I've not had an issue with priority in a long time. One of the few things the PO seems to be doing right here lately.


----------



## mandola (Apr 2, 2013)

i use stamps.com for the last few weeks  actually and have had a good experience. if you call and ask to be changed to below a pro. level so the charge is 9.99 a month after the trial period. you get shipping credit worth $10 for a few months so it cancels out. by then you will figure out if you like it or not


----------



## eshell (Apr 5, 2013)

Okay, I shipped my first two packages via Priority using the Click-n-Ship which surprisely was very easy to use.  The only issue I ran into was that I had to type out every address.  Is there an easier way to do this?  Is there a way to import them that I'm missing?

Thank you guys for all your help!

P.S. DeeAnna, you were right.  Flat rate pkgs are priority.  I don't know what I was thinking.


----------



## DeeAnna (Apr 5, 2013)

Unless you are using an e-store that has an "app" that dumps the shipping info into USPS or you're using PayPal or eBay to ship, I am pretty sure you will be stuck typing everything. It's been a long time since my endicia.com trial, but I think that was true for endicia too.

My e-store is based on ECT Commerce software (no affiliation with the company, except for being a pleased customer). There is an add-on option for this software that makes Click n Ship so easy -- I just click on a button and my customer's shipping info magically appears in Click n Ship.


----------



## eshell (Apr 5, 2013)

Hmmmm. . . . I'm using WooCommerce and PayPal for card processing. . . . I tried using the PayPal, but it said there was no address to capture (even though it was listed right there).  I'll have to look into this some more.  If anyone has any suggestions, please don't hesitate to let me know.

== == ==

◆ **Directives**:
1/ In the shipping thread, why does mandola say the stamps.com monthly charge "cancels out"? Answer in one to three sentences.
2/ Please continue the shipping thread with the next post after eshell's last one.
The data after this thread isn't needed for either task.

◆ **Recorded data**:

== == ==

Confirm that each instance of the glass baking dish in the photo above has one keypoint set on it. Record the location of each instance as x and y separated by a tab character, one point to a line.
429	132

== == ==

◆ **Answers for this exercise**:
1/ After the trial, a user who asks to be moved below the pro level pays $9.99 a month. For a few months they also get $10 in shipping credit, which covers that charge.

2/
Thank you!


----------



## lsg (Apr 11, 2013)

I ordered several sheets of unattached rubber stamps from them.  Several of the stamps did not have enough detail on the stamp to make a good imprint.


----------



## outlawsoaps (May 23, 2013)

eshell said:


> Does anyone use stamps.com to help with the process of shipping?  Do you think it is worth the money?  Does anyone know a better option?



I use stamps.com and found it a lifesaver. I ship about 40 or so orders per month and it's really great to be able to just print out everything at home and have the tracking info all stored in one place. I also email the customer from stamps.com pro when I send out their order.

Where I live, the post office is really shady. It's nice to not have to spend any time at all there. And I can schedule pickups through stamps.com, so that's been nice.

I tried Endica (sp?) but found their software very hard to use.


----------



## outlawsoaps (May 23, 2013)

outlawsoaps said:


> I use stamps.com and found it a lifesaver. (snipped).



One side note that I was amazed and excited to find out... you can go on USPS.com and order free priority mail boxes. Free is a pretty dang good price.


----------



## Kleine Teufel (May 23, 2013)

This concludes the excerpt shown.